§ SELECTED EXCERPT
━━━

Monday, August 9, 2010

smells like chicken...

Jeff Willhelm/The Charlotte Observer/AP

If what you're smelling while driving on North Carolina Highway 150 is making you hungry, it's no accident. Advertisers have rigged a billboard along the highway in Mooresville, N.C., to emit the smell of charcoal and pepper during morning and afternoon rush hours to entice motorists to buy steak from a nearby Bloom grocery store....believed to be the nation's first billboard advertisement to incorporate smell.

4 Comments:

At August 9, 2010 at 10:22 PM , Blogger William Lang said...

In the future, freedom from advertising will be considered to be a fundamental human right. (I'm not entirely serious. But I wish …)

 
At August 10, 2010 at 7:06 AM , Blogger Eric Schansberg said...

In a world of imperfect information, advertising is helpful in providing info, but can be unhelpful in providing (highly) distorted info.

There was an interesting study, years ago, about vegetable prices being higher during newspaper strikes.

 
At August 10, 2010 at 8:15 AM , Blogger William Lang said...

━━━

§ INFORMATION
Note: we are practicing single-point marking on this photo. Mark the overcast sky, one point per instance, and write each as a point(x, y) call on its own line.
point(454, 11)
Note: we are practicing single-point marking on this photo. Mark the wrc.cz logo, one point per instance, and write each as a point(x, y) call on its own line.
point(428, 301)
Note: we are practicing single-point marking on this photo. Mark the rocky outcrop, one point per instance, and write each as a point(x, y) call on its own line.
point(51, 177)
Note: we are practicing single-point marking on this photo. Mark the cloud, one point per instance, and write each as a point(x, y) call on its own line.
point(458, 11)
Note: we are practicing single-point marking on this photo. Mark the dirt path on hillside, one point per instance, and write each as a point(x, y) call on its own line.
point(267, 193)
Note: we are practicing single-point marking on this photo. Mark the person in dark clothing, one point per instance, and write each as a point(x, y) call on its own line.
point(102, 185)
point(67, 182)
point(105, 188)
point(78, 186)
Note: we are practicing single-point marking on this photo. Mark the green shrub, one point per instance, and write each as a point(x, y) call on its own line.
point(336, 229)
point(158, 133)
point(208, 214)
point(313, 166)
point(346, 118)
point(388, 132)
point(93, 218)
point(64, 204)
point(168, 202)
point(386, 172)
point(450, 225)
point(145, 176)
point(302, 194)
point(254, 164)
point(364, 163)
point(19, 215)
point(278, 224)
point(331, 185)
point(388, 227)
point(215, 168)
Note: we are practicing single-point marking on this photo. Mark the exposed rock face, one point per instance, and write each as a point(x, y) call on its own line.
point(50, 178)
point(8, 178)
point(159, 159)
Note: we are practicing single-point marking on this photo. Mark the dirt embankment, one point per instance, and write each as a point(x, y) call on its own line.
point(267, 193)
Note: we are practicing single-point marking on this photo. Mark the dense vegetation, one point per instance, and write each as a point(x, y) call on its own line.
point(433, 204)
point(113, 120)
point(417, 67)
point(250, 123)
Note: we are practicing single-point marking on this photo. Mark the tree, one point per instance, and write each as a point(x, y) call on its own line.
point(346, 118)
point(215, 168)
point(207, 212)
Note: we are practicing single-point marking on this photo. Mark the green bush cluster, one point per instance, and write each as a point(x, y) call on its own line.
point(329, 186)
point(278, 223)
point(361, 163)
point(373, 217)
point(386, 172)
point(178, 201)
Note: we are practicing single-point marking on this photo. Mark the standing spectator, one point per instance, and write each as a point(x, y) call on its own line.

━━━

Continue the blog post about the billboard that gives off the smell of steak, together with its comments, starting after its last line.

You are right that advertising can be unhelpful by being dishonest. But there's an interesting irony here, pointed out by Oreskes and Conway in their book Merchants of Doubt: the free market depends on its participants having good information, but misleading public relations campaigns interfere with that. This problem is serious in public policy debates, because some players do indeed lie. One familiar example is the extraordinary and well-documented efforts by the tobacco companies to confuse the public on the link between smoking and diseases such as lung cancer—when internal tobacco documents make clear that the companies themselves knew the links were real. A more recent example is the claim, repeated through libertarian and pro-business websites, that DDT is harmless but its ban killed millions of people. (The truth is highly different: DDT had already lost most of its effectiveness by the time it was banned, and it was not banned overseas where malaria remained a problem. This is detailed in Merchants of Doubt.)

 
At August 10, 2010 at 9:30 AM , Blogger Eric Schansberg said...

Imperfect information is a key characteristic in all facets of life, including both economic markets and political-economic markets. To the extent that people are not moral/honest, then they will take advantage of info asymmetries, market power, and esp. the power of govt to enrich themselves at the expense of others.